-- Dataset records start --

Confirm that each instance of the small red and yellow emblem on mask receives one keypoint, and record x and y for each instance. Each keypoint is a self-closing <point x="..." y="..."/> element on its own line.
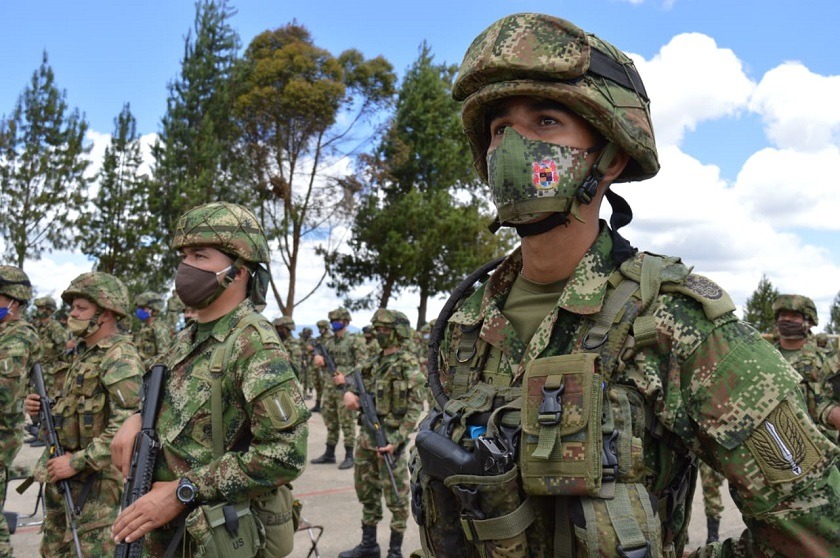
<point x="544" y="175"/>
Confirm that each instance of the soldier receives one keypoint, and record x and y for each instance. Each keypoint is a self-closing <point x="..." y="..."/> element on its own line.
<point x="795" y="316"/>
<point x="175" y="309"/>
<point x="393" y="376"/>
<point x="576" y="385"/>
<point x="348" y="352"/>
<point x="710" y="483"/>
<point x="153" y="338"/>
<point x="284" y="326"/>
<point x="101" y="390"/>
<point x="232" y="441"/>
<point x="20" y="348"/>
<point x="54" y="339"/>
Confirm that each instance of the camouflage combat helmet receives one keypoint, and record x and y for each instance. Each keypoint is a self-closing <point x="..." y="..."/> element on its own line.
<point x="46" y="302"/>
<point x="227" y="227"/>
<point x="797" y="303"/>
<point x="393" y="319"/>
<point x="339" y="314"/>
<point x="284" y="321"/>
<point x="14" y="283"/>
<point x="542" y="56"/>
<point x="103" y="289"/>
<point x="149" y="300"/>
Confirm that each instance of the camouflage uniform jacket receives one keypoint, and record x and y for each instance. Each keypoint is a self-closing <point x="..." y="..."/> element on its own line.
<point x="396" y="384"/>
<point x="20" y="348"/>
<point x="816" y="366"/>
<point x="152" y="341"/>
<point x="708" y="385"/>
<point x="101" y="390"/>
<point x="264" y="419"/>
<point x="348" y="351"/>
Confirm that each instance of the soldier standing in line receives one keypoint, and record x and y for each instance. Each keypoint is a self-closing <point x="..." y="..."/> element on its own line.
<point x="392" y="376"/>
<point x="576" y="386"/>
<point x="54" y="338"/>
<point x="154" y="336"/>
<point x="284" y="325"/>
<point x="795" y="316"/>
<point x="101" y="390"/>
<point x="348" y="352"/>
<point x="20" y="348"/>
<point x="232" y="441"/>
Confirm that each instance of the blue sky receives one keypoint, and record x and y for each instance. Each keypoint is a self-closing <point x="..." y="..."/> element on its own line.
<point x="743" y="95"/>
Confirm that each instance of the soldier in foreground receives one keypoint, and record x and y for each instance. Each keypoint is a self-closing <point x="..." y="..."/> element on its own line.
<point x="20" y="348"/>
<point x="577" y="385"/>
<point x="100" y="391"/>
<point x="818" y="368"/>
<point x="226" y="457"/>
<point x="153" y="338"/>
<point x="347" y="351"/>
<point x="393" y="377"/>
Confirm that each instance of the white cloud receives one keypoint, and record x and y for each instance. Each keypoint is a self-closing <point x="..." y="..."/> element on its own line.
<point x="799" y="108"/>
<point x="690" y="80"/>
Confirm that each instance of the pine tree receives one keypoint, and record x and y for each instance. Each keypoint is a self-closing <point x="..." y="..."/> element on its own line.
<point x="118" y="228"/>
<point x="195" y="157"/>
<point x="42" y="165"/>
<point x="759" y="309"/>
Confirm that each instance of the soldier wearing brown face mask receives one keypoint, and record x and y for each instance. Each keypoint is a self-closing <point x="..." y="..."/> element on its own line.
<point x="795" y="316"/>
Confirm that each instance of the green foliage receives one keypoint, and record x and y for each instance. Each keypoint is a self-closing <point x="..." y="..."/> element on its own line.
<point x="195" y="158"/>
<point x="117" y="230"/>
<point x="759" y="309"/>
<point x="833" y="325"/>
<point x="419" y="225"/>
<point x="298" y="107"/>
<point x="42" y="182"/>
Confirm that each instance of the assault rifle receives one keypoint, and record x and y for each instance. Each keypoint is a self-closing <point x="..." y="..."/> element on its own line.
<point x="146" y="448"/>
<point x="371" y="420"/>
<point x="54" y="449"/>
<point x="318" y="349"/>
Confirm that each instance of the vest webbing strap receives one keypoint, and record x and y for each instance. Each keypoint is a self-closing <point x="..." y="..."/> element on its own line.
<point x="504" y="527"/>
<point x="218" y="360"/>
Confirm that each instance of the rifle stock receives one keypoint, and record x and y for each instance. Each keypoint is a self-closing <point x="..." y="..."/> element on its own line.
<point x="54" y="449"/>
<point x="146" y="448"/>
<point x="371" y="420"/>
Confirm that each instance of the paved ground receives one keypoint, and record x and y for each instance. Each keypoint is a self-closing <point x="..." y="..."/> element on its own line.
<point x="329" y="500"/>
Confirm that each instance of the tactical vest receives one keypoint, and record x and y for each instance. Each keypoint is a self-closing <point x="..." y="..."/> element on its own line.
<point x="584" y="436"/>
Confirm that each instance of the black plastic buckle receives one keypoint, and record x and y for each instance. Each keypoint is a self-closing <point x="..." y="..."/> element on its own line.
<point x="609" y="457"/>
<point x="641" y="552"/>
<point x="551" y="407"/>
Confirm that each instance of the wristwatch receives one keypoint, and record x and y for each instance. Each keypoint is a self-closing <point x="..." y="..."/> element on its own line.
<point x="186" y="491"/>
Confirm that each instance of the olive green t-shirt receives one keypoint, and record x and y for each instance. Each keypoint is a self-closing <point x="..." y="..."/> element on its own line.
<point x="529" y="302"/>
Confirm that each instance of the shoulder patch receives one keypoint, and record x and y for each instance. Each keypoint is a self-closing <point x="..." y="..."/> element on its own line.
<point x="782" y="448"/>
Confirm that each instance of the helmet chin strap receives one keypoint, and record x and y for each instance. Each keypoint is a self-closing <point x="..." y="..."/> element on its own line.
<point x="585" y="194"/>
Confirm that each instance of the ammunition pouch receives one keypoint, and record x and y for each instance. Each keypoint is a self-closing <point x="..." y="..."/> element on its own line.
<point x="225" y="530"/>
<point x="563" y="452"/>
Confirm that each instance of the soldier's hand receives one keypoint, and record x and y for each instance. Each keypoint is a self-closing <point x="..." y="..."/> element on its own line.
<point x="351" y="401"/>
<point x="387" y="449"/>
<point x="152" y="510"/>
<point x="59" y="468"/>
<point x="32" y="404"/>
<point x="123" y="443"/>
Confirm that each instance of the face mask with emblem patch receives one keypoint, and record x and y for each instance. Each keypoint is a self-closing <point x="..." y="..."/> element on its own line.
<point x="530" y="178"/>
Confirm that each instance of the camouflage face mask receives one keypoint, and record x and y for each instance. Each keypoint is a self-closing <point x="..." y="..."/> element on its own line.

-- Dataset records end --

#### What you should do
Print each line of the material above exactly, with the pictures removed from your copy.

#### Output
Confirm that each instance of the small red and yellow emblem on mask receives one keypoint, and record x and y for each instance. Each keypoint is a self-closing <point x="..." y="..."/> element on its own line.
<point x="544" y="175"/>
Confirm that each instance of the soldier receives one keypoint, and record x and y for each instance. Each keypoint is a self-closing <point x="..." y="..."/> element on its own line.
<point x="795" y="316"/>
<point x="175" y="309"/>
<point x="393" y="376"/>
<point x="576" y="385"/>
<point x="348" y="352"/>
<point x="710" y="483"/>
<point x="153" y="338"/>
<point x="284" y="326"/>
<point x="101" y="390"/>
<point x="232" y="441"/>
<point x="20" y="348"/>
<point x="54" y="339"/>
Confirm that each instance of the camouflage combat helmet receives one keypoint, and record x and y for each instance. Each keypoint is a self-closing <point x="..." y="..."/> element on its own line.
<point x="46" y="302"/>
<point x="227" y="227"/>
<point x="797" y="303"/>
<point x="393" y="319"/>
<point x="339" y="314"/>
<point x="284" y="321"/>
<point x="14" y="283"/>
<point x="542" y="56"/>
<point x="103" y="289"/>
<point x="149" y="300"/>
Confirm that each instance of the camouflage uniform jacket receives one keypoint, and record x and y for each instance. Each keypoint is a self-closing <point x="..." y="..."/> element on its own line.
<point x="396" y="384"/>
<point x="20" y="348"/>
<point x="816" y="366"/>
<point x="152" y="341"/>
<point x="708" y="385"/>
<point x="101" y="390"/>
<point x="264" y="419"/>
<point x="348" y="351"/>
Confirm that each instance of the soldier standing in line receives one keypoint, and record x and y for each instance. Each keypoint is a self-closing <point x="..." y="..."/> element on its own line.
<point x="392" y="376"/>
<point x="576" y="386"/>
<point x="54" y="338"/>
<point x="154" y="336"/>
<point x="284" y="325"/>
<point x="795" y="316"/>
<point x="101" y="390"/>
<point x="348" y="352"/>
<point x="20" y="348"/>
<point x="232" y="441"/>
Confirm that each instance of the blue sky receives one keypoint, and record x and y for each instance. Each keypoint is a self-closing <point x="..." y="..."/> element on its own line.
<point x="743" y="95"/>
Confirm that each instance of the soldier in foreground receives one keypoint, and record x and y for each instance. Each keypoint is a self-closing <point x="..." y="..."/> element on its own line.
<point x="20" y="348"/>
<point x="577" y="385"/>
<point x="100" y="391"/>
<point x="818" y="368"/>
<point x="226" y="457"/>
<point x="153" y="338"/>
<point x="347" y="351"/>
<point x="393" y="377"/>
Confirm that each instance of the white cloud receives one keypoint, and record x and y for each instance. Each keypoint is a self-closing <point x="..." y="..."/> element on its own line.
<point x="799" y="108"/>
<point x="690" y="80"/>
Confirm that each instance of the pine tree receives one keypoint, and record x and y for each instance. Each keypoint is a self-closing <point x="..." y="..."/> element on its own line.
<point x="118" y="228"/>
<point x="195" y="157"/>
<point x="42" y="165"/>
<point x="759" y="309"/>
Confirm that each instance of the soldier wearing brown face mask receives one keypoint, and record x and y for each instance. Each keypoint is a self-closing <point x="..." y="..."/> element on its own line.
<point x="795" y="316"/>
Confirm that each instance of the green foliage receives one keypoint, and record x and y for each instance. Each keypoint is a self-closing <point x="..." y="..."/> element on its own line.
<point x="195" y="158"/>
<point x="117" y="230"/>
<point x="759" y="309"/>
<point x="833" y="325"/>
<point x="419" y="225"/>
<point x="298" y="107"/>
<point x="42" y="182"/>
Confirm that each instance of the assault rifle receives one keypoint, and record x and y for each instance. Each keypoint is a self-closing <point x="..." y="..."/> element on its own line.
<point x="146" y="448"/>
<point x="371" y="420"/>
<point x="54" y="449"/>
<point x="318" y="349"/>
Confirm that each instance of the vest webbing strap receives one keypoint, and record x and y for each instance. Each keypoint is a self-closing <point x="..." y="..."/> element on its own line.
<point x="504" y="527"/>
<point x="218" y="360"/>
Confirm that each instance of the rifle stock receives one keypoint, and record x and y for each instance. Each keypoint is a self-closing <point x="..." y="..."/> element on its own line.
<point x="54" y="449"/>
<point x="146" y="448"/>
<point x="371" y="420"/>
Confirm that each instance of the paved ground receives one keypoint, and record x and y for each instance. Each keypoint is a self-closing <point x="..." y="..."/> element on its own line.
<point x="329" y="500"/>
Confirm that each instance of the tactical vest receives one keypoint, and record x and y for each instance. Each keypoint is a self-closing <point x="..." y="..."/> element on its own line.
<point x="584" y="436"/>
Confirm that each instance of the black plastic buckle receives one keypoint, and record x and y for each instance. Each keypoint is a self-closing <point x="..." y="..."/> element on its own line.
<point x="609" y="457"/>
<point x="641" y="552"/>
<point x="551" y="407"/>
Confirm that each instance of the wristwatch receives one keypoint, and record x and y for each instance. Each keypoint is a self-closing <point x="..." y="..."/> element on its own line.
<point x="186" y="491"/>
Confirm that each instance of the olive green t-shirt receives one keypoint, and record x and y for each instance. Each keypoint is a self-closing <point x="..." y="..."/> element on its own line.
<point x="529" y="302"/>
Confirm that each instance of the shoulder patch receives one keypoint, and record x and y for each instance. Each keypoint is a self-closing <point x="..." y="..."/> element on its own line.
<point x="782" y="448"/>
Confirm that each instance of the helmet chin strap receives one keypoint, and record x and y for each instance. Each keypoint is a self-closing <point x="..." y="..."/> element on its own line.
<point x="585" y="194"/>
Confirm that each instance of the ammunition pouch receives one keypoint, and record x and y for each instance. Each keypoint is a self-closing <point x="..." y="..."/> element on its own line.
<point x="225" y="530"/>
<point x="563" y="452"/>
Confirm that each instance of the soldier's hand receives one keypoint, and record x and y for each instance. Each keypoint is a self-closing <point x="..." y="..."/> element on its own line.
<point x="351" y="401"/>
<point x="387" y="449"/>
<point x="152" y="510"/>
<point x="59" y="468"/>
<point x="32" y="404"/>
<point x="123" y="443"/>
Confirm that each instance of the face mask with emblem patch receives one keypoint, and record x and y for each instance. Each keypoint is a self-closing <point x="..." y="..."/> element on its own line.
<point x="530" y="178"/>
Confirm that each instance of the camouflage face mask receives one keypoint, and record x and y for each instance. Each keypoint is a self-closing <point x="..." y="..."/> element on its own line.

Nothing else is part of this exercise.